=== Data yang Diberikan ===

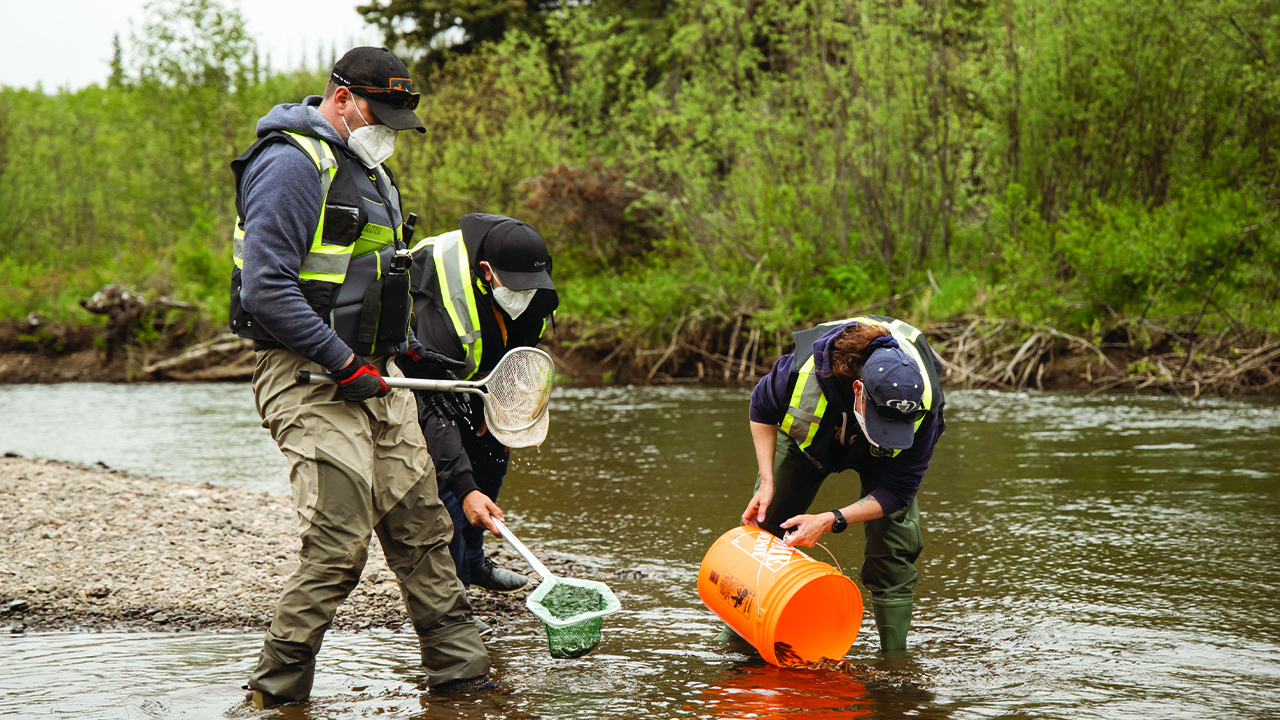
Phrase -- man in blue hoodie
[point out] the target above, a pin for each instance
(860, 395)
(320, 250)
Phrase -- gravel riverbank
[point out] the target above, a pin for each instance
(90, 547)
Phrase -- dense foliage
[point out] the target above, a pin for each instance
(712, 164)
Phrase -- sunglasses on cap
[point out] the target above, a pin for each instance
(387, 95)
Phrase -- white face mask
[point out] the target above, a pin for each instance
(513, 301)
(371, 144)
(862, 423)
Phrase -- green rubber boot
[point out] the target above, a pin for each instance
(892, 620)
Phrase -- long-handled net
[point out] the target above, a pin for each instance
(516, 393)
(572, 611)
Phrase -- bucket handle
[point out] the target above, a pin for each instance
(832, 559)
(759, 609)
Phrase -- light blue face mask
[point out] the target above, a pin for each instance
(371, 144)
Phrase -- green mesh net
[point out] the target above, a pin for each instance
(572, 613)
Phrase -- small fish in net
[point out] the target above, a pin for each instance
(566, 601)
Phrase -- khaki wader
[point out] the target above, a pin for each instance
(357, 468)
(892, 542)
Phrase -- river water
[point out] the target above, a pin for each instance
(1086, 556)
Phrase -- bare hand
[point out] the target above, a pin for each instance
(480, 510)
(807, 529)
(754, 513)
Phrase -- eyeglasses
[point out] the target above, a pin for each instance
(393, 96)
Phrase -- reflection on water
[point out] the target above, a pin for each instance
(1107, 557)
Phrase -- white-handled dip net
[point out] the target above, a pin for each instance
(516, 397)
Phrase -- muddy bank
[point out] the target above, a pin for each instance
(90, 547)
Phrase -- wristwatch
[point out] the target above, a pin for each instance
(840, 523)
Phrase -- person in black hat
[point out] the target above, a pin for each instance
(862, 395)
(478, 292)
(320, 224)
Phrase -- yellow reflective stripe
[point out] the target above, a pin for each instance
(801, 423)
(453, 273)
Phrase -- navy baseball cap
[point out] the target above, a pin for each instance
(895, 397)
(519, 255)
(382, 80)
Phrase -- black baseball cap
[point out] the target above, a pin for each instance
(519, 255)
(382, 80)
(894, 390)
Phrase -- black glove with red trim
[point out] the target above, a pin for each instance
(426, 364)
(360, 381)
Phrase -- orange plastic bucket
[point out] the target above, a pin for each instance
(791, 607)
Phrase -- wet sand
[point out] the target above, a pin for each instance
(95, 548)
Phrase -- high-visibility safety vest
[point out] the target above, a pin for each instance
(452, 265)
(357, 233)
(807, 409)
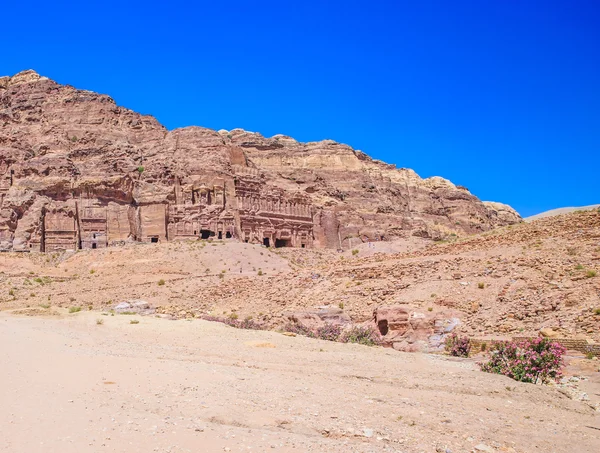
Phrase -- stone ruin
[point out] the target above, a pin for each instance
(78, 171)
(240, 209)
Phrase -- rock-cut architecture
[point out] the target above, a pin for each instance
(78, 171)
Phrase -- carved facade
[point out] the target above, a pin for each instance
(253, 212)
(269, 216)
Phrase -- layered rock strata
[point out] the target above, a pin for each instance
(78, 171)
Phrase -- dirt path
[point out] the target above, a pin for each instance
(70, 385)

===

- Soal Singkat:
Sajikan seluruh item di atas sebagai daftar JSON berisi string, satu string untuk setiap baris, tanpa baris kosong. Baris penanda gambar tidak perlu dimasukkan ke dalam jawaban.

- Latihan Terjawab:
[
  "Phrase -- man in blue hoodie",
  "[point out] the target above, a pin for each instance",
  "(860, 395)",
  "(320, 250)",
  "Phrase -- gravel riverbank",
  "[point out] the target above, a pin for each instance",
  "(90, 547)",
  "Phrase -- dense foliage",
  "[point out] the target above, a pin for each instance",
  "(712, 164)",
  "Phrase -- sunglasses on cap",
  "[point out] the target above, a pin for each instance",
  "(387, 95)",
  "Phrase -- white face mask",
  "[point out] the target above, a pin for each instance",
  "(513, 301)",
  "(371, 144)",
  "(862, 423)",
  "Phrase -- green rubber boot",
  "[point out] the target above, a pin for each instance",
  "(892, 620)",
  "Phrase -- long-handled net",
  "[point out] the target above, a pin for each instance",
  "(516, 393)",
  "(572, 611)",
  "Phrase -- bucket handle",
  "[point out] the target above, a pin for each instance",
  "(832, 559)",
  "(759, 609)",
  "Phrase -- light blue face mask",
  "[point out] the target above, a pin for each instance",
  "(371, 144)",
  "Phrase -- green mesh net",
  "[point out] the target above, a pin for each instance",
  "(572, 613)",
  "Phrase -- small fish in net",
  "[point out] the target above, a pin for each instance",
  "(566, 601)",
  "Phrase -- khaki wader",
  "[point out] the target above, a pin for each instance",
  "(357, 468)",
  "(892, 542)",
  "Phrase -- river water",
  "[point out] the target above, a pin for each instance",
  "(1086, 556)",
  "Phrase -- bare hand",
  "[point out] the target above, a pin for each instance",
  "(480, 510)",
  "(807, 529)",
  "(754, 513)",
  "Phrase -- eyeglasses",
  "[point out] the target above, a pin for each instance",
  "(393, 96)",
  "Phrase -- reflection on water",
  "[point out] the target above, a pin for each instance",
  "(1107, 557)",
  "Phrase -- white-handled dip net",
  "[point out] the target above, a pin for each instance",
  "(516, 397)",
  "Phrase -- muddy bank",
  "[point out] the target above, a pin for each instance",
  "(90, 547)",
  "Phrase -- wristwatch",
  "[point out] the target above, a pin for each instance",
  "(840, 523)",
  "Phrase -- person in black hat",
  "[point out] the target above, a pin for each instance",
  "(862, 395)",
  "(478, 292)",
  "(320, 224)",
  "Phrase -- yellow reflective stripe",
  "[point out] the target above, a pin for each instance",
  "(801, 423)",
  "(453, 273)",
  "Phrase -- navy baseball cap",
  "[point out] the target above, a pin for each instance",
  "(895, 397)",
  "(519, 255)",
  "(382, 80)",
  "Phrase -- black baseball cap",
  "[point out] the target above, a pin for each instance",
  "(519, 255)",
  "(382, 80)",
  "(894, 390)",
  "Phrase -- black glove with red trim",
  "[point out] the target above, a pin for each instance",
  "(426, 364)",
  "(360, 381)",
  "Phrase -- orange plastic bucket",
  "[point out] the target above, a pin for each instance",
  "(791, 607)",
  "Phrase -- wet sand",
  "[point out] the target above, a pin for each instance",
  "(95, 548)",
  "Phrase -- high-visibility safety vest",
  "[point out] the target above, a pin for each instance",
  "(452, 265)",
  "(357, 233)",
  "(807, 409)",
  "Phrase -- stone ruin",
  "[point out] the target above, a pin for each instance",
  "(78, 171)",
  "(240, 209)",
  "Phrase -- rock-cut architecture",
  "[point out] the target above, a pin for each instance",
  "(78, 171)",
  "Phrase -- carved facade",
  "[point out] the target above, a pin for each instance",
  "(253, 212)",
  "(269, 216)",
  "Phrase -- layered rock strata",
  "[point out] the target above, a pin for each instance",
  "(78, 171)",
  "Phrase -- dirt path",
  "[point out] the target above, a pin for each instance",
  "(70, 385)"
]